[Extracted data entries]
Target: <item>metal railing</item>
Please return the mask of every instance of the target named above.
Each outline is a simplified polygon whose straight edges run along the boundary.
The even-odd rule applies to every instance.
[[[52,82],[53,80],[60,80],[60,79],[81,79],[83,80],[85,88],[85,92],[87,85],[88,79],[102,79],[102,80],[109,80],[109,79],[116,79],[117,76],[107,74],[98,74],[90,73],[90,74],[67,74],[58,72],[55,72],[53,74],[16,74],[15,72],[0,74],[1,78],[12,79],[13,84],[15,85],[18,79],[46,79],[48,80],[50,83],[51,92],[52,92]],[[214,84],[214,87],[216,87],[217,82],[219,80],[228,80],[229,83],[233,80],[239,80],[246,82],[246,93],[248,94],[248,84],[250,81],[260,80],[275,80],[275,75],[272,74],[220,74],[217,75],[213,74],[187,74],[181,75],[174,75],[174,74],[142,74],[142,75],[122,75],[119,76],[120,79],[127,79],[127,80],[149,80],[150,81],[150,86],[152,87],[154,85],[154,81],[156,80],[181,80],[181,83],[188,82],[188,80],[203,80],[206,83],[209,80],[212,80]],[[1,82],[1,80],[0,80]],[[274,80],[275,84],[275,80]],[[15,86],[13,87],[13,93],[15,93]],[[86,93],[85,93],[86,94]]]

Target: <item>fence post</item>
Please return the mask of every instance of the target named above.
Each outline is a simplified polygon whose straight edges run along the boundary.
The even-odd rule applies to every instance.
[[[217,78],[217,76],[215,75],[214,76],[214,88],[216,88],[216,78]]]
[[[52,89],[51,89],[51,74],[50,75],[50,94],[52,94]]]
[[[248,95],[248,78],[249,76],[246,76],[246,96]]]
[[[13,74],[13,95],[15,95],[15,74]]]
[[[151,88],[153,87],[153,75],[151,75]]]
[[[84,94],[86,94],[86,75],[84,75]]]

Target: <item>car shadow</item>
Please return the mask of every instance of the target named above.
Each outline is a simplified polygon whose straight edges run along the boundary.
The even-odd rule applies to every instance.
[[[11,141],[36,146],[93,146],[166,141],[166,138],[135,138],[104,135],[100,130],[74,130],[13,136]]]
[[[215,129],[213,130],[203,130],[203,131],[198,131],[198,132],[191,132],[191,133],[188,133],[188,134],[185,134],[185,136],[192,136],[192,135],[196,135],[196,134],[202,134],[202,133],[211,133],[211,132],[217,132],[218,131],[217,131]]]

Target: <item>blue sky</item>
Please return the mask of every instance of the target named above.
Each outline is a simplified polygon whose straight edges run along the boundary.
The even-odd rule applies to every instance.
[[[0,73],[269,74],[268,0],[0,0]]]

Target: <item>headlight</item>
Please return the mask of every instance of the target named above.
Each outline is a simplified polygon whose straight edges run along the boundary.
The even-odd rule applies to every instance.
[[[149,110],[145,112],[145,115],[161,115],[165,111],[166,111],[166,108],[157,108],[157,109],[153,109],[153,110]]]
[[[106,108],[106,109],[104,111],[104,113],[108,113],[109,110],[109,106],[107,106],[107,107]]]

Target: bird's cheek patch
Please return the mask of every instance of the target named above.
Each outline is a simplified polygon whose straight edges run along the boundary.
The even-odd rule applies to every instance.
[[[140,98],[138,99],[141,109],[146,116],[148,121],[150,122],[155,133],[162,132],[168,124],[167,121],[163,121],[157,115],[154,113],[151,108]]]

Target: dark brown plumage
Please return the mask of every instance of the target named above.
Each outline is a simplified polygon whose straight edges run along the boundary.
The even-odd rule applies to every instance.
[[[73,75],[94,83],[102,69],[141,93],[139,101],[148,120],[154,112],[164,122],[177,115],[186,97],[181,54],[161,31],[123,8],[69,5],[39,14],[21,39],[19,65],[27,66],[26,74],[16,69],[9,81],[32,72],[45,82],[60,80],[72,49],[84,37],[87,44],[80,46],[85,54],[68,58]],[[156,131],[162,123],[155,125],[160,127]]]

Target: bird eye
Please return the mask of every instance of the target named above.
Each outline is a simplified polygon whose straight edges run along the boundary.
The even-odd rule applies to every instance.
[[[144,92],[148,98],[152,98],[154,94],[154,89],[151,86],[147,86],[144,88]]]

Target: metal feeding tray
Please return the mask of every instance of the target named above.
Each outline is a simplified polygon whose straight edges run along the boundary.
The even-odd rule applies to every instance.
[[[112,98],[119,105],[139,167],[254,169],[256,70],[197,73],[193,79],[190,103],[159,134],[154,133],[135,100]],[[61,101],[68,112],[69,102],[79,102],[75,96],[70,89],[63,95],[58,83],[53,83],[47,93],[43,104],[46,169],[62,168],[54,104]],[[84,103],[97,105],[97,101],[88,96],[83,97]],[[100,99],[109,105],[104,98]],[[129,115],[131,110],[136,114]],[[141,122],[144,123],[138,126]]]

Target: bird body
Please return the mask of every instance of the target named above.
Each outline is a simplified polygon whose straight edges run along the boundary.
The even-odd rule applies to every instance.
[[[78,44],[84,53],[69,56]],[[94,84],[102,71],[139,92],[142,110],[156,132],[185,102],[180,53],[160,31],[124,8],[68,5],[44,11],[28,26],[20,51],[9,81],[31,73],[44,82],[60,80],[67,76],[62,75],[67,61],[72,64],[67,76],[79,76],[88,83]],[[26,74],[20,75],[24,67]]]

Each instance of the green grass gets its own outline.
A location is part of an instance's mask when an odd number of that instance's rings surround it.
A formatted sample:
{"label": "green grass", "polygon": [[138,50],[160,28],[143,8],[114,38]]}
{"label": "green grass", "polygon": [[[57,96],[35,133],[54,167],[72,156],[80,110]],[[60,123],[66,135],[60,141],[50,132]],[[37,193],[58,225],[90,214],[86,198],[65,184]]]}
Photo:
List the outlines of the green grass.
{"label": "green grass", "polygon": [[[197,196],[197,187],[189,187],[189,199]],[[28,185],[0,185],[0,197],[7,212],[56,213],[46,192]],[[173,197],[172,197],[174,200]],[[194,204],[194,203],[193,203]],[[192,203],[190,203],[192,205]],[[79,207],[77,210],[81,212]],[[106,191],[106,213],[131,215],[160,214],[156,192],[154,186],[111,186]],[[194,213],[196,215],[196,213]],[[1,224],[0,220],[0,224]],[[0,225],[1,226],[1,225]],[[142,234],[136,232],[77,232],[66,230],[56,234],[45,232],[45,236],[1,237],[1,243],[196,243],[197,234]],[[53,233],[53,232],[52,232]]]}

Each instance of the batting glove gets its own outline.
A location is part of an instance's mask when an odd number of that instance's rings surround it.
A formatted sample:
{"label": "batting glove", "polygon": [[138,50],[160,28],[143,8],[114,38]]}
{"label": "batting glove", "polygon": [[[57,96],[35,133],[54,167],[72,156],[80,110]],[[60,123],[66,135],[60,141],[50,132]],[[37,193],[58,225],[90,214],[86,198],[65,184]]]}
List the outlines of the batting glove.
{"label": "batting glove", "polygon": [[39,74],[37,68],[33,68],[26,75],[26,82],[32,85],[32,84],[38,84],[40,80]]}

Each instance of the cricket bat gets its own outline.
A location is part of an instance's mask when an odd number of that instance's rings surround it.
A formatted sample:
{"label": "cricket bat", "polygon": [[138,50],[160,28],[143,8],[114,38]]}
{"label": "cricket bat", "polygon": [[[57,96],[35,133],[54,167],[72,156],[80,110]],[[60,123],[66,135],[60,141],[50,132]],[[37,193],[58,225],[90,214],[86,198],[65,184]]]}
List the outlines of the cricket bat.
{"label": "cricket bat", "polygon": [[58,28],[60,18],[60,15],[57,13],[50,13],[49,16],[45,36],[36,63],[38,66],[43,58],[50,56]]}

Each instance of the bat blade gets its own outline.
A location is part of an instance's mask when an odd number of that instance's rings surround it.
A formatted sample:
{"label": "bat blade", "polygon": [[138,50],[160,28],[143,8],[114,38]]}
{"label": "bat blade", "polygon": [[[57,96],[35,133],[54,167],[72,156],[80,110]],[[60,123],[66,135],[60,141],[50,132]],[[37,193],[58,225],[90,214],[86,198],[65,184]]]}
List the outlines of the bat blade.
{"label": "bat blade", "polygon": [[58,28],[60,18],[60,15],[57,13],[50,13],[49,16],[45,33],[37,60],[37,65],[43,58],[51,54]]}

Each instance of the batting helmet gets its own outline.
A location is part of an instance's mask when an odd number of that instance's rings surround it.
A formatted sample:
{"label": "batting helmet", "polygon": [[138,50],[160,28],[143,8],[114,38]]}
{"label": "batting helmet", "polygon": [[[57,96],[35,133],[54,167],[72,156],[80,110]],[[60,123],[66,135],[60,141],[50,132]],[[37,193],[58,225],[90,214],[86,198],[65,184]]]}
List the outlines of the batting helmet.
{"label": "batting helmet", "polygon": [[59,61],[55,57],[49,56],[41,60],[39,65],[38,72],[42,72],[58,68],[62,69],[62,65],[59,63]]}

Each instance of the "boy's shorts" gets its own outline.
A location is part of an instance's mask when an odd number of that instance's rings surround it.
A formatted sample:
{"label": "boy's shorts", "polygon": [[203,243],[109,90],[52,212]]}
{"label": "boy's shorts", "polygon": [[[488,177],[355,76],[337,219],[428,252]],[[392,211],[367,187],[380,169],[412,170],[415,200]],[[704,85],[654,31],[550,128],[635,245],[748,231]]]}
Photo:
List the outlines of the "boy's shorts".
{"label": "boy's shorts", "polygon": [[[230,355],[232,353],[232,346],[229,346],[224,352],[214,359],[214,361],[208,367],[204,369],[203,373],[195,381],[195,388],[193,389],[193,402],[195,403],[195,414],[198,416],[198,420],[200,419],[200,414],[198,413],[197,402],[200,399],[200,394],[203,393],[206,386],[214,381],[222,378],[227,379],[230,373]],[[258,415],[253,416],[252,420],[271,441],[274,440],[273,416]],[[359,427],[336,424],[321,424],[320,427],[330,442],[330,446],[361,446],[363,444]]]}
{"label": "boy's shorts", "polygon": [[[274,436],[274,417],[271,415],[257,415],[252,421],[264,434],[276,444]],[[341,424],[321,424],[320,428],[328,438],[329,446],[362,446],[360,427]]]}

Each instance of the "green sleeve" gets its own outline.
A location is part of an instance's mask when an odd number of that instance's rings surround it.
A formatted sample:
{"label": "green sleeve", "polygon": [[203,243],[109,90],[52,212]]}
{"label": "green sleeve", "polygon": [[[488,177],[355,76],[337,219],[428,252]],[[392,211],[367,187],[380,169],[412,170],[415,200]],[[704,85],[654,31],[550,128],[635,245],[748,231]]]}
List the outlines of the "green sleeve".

• What this task involves:
Arrange the lines of the data as a Markdown table with the columns Row and Line. Start with the line containing "Each instance of the batting glove", go on through the line containing "List the outlines of the batting glove.", and leave out blank lines.

• The solution:
| Row | Line |
|---|---|
| 1 | Each instance of the batting glove gets its own outline. |
| 2 | A location is part of an instance's mask when an odd number of that instance's rings surround it. |
| 3 | A formatted sample: |
| 4 | {"label": "batting glove", "polygon": [[138,50],[160,28],[143,8],[114,38]]} |
| 5 | {"label": "batting glove", "polygon": [[[57,96],[35,133],[54,167],[72,156],[80,110]],[[60,123],[66,135],[60,141],[50,132]],[[37,193],[58,225],[90,214],[86,198],[65,184]]]} |
| 6 | List the outlines of the batting glove. |